_ЗАДАНИЕ 1_. Что, согласно отрывку ниже, несравненно полезнее для блага человека, чем рыться во глубине земли?

_ОТРЫВОК_.
--*--

Полудикие племена, кочующие в дальних степях, не имеют великолепных городов и пышных палат, но зато незнакомы с заботами и горестями, гнездящимися в них!
(Ф. Н. Глинка, 5, 1, Описание Отечественной войны, 21 сентября)

…Для блага человека несравненно полезнее обрабатывать поверхность земли, нежели рыться во глубине ее!
(Ф. Н. Глинка, 5, 1, Описание войны 1813 года, 14 апреля)

Много насмотрелся я на свете и на людей. Я видел картину жизни народов, пастырей и звероловцев, видел я степные юрты киргиз кайсаков и горные аулы татарских племен. Ни юрта, ни чертоги не изменяют человека и страстей его. Везде уважают богатство, везде повинуются силе… Но и понятие о верховном существе повсеместно, и имя добродетели известно всем народам земли, и вот что утешает человека!.. Добро и зло, радость и горе сменяются, как день и ночь.
(Ф. Н. Глинка, 6, 2, 3)

--*--

_ВХОДНЫЕ ДАННЫЕ_.
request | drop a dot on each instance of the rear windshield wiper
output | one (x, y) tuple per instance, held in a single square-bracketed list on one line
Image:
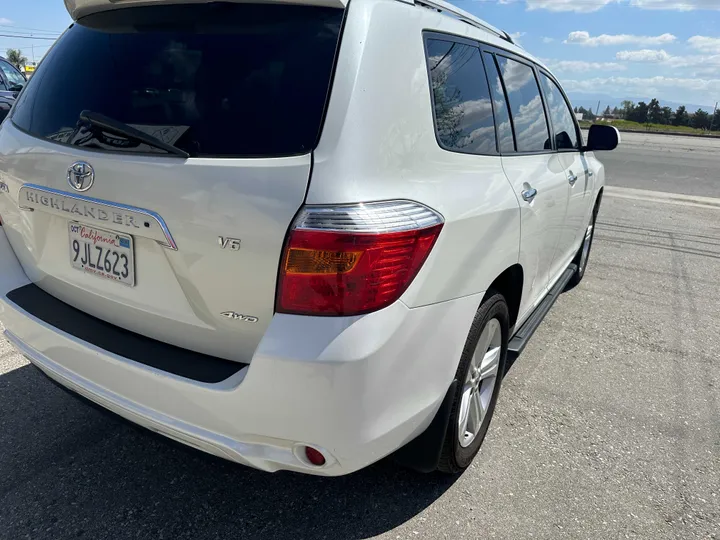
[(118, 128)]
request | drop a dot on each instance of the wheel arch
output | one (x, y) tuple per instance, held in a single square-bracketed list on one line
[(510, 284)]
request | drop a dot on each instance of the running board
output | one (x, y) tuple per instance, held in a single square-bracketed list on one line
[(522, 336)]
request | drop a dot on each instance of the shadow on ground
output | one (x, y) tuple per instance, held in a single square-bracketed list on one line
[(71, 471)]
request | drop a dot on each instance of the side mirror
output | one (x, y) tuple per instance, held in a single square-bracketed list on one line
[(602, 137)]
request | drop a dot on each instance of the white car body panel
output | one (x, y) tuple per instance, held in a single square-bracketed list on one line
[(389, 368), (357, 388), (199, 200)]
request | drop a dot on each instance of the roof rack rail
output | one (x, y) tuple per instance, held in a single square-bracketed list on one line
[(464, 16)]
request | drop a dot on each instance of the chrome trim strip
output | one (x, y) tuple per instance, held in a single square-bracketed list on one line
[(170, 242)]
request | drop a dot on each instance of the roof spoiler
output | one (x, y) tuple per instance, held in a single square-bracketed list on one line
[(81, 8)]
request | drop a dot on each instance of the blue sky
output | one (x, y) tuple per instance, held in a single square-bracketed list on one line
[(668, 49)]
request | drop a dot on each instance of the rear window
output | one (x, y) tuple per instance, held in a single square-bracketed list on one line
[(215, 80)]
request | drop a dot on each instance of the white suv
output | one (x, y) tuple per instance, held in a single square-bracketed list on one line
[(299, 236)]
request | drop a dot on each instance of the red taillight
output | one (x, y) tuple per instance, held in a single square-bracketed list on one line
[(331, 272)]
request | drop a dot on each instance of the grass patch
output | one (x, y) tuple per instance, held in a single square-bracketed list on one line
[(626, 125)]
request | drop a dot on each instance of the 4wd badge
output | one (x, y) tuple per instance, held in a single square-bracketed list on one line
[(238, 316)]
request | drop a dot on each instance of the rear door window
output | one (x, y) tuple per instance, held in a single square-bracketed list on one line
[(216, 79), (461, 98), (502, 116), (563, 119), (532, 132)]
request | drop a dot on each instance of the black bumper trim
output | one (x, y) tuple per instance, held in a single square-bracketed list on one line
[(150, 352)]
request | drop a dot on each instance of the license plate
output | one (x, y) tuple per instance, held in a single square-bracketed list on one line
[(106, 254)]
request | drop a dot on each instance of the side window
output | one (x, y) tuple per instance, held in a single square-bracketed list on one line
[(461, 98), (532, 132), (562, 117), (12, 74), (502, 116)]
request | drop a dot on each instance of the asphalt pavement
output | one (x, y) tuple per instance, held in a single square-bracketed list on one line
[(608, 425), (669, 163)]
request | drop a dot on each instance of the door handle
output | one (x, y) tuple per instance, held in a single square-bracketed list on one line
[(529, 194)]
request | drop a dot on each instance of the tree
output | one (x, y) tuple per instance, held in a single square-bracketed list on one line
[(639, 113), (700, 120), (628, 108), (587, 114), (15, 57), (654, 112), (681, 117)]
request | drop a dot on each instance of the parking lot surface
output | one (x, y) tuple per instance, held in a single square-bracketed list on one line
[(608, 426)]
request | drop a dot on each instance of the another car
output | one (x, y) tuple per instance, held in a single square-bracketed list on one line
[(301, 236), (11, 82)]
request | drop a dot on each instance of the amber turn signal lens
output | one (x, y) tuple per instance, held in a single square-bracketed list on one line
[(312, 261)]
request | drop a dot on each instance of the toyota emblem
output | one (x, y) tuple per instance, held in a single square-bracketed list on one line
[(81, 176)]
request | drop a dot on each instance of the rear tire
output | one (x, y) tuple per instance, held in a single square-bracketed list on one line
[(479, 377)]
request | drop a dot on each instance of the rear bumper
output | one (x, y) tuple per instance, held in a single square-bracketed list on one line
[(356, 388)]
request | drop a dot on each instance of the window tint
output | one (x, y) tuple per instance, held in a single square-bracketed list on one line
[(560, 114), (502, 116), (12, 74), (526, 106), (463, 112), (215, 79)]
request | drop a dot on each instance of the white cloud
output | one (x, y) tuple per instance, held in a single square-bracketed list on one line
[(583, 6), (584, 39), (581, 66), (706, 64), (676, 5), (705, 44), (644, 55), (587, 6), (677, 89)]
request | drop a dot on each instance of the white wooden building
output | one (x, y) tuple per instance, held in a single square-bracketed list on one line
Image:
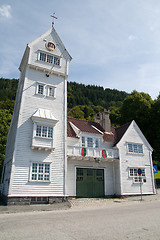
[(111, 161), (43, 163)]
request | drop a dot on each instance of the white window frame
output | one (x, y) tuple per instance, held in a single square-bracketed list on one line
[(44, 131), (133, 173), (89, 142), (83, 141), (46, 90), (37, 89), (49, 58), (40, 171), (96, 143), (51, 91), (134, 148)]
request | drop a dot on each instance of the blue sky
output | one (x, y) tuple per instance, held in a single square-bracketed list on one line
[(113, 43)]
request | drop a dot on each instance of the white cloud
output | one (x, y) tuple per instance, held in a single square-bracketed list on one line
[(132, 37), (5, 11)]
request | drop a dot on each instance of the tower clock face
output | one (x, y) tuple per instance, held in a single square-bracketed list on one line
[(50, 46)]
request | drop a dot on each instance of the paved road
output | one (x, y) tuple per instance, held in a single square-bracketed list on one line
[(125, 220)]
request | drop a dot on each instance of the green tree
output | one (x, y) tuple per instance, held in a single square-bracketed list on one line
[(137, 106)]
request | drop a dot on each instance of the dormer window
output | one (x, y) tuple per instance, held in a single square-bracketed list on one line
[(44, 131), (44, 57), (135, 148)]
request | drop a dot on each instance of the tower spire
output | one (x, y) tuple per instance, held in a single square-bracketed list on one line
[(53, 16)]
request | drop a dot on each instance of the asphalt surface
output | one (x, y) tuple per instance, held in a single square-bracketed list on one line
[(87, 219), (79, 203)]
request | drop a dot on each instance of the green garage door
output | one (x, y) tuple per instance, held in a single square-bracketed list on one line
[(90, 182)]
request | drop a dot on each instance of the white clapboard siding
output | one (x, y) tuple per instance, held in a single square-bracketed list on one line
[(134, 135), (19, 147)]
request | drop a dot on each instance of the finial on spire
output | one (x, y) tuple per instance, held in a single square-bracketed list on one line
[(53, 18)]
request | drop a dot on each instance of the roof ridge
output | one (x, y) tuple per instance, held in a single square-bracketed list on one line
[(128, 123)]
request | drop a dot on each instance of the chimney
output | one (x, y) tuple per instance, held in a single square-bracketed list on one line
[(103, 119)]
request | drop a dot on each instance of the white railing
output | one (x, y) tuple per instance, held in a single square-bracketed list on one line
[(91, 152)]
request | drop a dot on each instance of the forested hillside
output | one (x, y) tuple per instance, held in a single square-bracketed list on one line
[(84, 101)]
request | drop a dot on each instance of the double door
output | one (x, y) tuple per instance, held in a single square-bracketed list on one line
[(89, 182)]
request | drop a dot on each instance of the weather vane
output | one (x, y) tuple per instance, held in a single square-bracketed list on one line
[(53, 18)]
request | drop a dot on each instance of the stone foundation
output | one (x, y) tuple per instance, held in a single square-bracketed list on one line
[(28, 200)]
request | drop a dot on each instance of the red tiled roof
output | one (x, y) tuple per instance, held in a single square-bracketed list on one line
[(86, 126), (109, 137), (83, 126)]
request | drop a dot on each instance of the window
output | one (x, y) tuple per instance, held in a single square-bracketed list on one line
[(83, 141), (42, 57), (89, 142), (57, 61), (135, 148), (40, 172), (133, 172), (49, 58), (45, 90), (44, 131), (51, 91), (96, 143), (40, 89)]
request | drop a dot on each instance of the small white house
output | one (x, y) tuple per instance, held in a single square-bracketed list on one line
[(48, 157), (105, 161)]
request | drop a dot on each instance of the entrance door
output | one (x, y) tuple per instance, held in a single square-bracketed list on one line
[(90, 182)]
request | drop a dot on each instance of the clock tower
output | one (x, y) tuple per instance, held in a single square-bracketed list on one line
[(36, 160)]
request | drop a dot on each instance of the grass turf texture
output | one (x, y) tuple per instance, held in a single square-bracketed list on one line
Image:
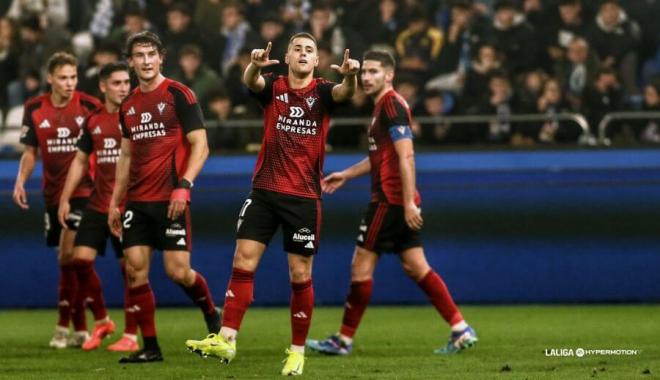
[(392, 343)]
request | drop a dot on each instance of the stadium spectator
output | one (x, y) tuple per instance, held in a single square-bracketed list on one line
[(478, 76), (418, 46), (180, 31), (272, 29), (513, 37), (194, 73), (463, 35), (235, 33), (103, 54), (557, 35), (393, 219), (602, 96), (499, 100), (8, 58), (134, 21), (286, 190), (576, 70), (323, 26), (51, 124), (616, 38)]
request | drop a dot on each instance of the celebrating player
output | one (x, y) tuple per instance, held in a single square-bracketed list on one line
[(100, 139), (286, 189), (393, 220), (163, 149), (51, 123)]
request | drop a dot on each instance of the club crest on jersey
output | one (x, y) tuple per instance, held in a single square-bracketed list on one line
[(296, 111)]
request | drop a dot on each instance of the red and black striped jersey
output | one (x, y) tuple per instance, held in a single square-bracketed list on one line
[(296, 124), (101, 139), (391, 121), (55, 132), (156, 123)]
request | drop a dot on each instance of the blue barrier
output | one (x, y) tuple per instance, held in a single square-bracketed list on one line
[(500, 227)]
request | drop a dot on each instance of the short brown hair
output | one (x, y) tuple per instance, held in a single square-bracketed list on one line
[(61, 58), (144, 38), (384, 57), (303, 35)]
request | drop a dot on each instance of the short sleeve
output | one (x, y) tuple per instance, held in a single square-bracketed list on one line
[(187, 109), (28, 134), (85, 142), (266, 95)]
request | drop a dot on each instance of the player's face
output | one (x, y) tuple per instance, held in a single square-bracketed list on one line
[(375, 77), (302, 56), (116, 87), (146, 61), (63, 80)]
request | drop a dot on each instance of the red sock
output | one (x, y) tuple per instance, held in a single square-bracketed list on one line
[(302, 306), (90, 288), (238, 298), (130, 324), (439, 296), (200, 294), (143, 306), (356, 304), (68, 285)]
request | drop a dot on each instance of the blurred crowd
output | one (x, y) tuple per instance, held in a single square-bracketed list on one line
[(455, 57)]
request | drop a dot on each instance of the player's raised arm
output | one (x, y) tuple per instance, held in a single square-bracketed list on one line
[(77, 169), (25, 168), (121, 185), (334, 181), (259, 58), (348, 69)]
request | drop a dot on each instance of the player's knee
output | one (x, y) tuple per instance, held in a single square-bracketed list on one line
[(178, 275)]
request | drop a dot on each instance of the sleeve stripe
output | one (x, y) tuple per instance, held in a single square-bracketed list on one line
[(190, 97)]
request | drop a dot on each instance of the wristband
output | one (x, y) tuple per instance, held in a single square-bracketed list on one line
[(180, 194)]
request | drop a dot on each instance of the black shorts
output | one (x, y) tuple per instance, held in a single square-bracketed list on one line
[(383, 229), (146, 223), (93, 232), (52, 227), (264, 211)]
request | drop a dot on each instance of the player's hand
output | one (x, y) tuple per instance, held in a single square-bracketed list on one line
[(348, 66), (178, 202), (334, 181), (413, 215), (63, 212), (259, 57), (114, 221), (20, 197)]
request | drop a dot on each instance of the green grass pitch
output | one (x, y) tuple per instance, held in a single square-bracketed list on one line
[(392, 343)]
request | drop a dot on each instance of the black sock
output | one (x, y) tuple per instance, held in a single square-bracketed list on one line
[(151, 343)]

--*--

_ЗАДАНИЕ 2_. Извлеките без изменений строки входных данных выше, начиная с самой первой и заканчивая строкой, в которой есть «[(510, 284)]», включая обе границы. Картинки в ответ не включайте.

_ОТВЕТ 1_. Обрабатывать поверхность земли.

_ОТВЕТ 2_.
request | drop a dot on each instance of the rear windshield wiper
output | one (x, y) tuple per instance, held in a single square-bracketed list on one line
Image:
[(118, 128)]
request | drop a dot on each instance of the wheel arch
output | one (x, y) tuple per instance, held in a single square-bracketed list on one line
[(510, 284)]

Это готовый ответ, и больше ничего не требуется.